## 課題
以下のエントリから、文字列「instance」を含む行をすべて抜き出してください。大文字と小文字は区別します。
================
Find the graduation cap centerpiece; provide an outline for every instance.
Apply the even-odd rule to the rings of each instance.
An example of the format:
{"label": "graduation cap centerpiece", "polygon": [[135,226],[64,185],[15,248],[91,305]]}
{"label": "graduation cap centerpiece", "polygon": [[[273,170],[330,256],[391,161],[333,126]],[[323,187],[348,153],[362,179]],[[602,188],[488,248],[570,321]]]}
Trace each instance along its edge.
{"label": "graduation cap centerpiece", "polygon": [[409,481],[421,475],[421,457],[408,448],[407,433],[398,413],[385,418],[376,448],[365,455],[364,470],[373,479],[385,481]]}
================
## 正しい出力
Find the graduation cap centerpiece; provide an outline for every instance.
Apply the even-odd rule to the rings of each instance.
Trace each instance along its edge.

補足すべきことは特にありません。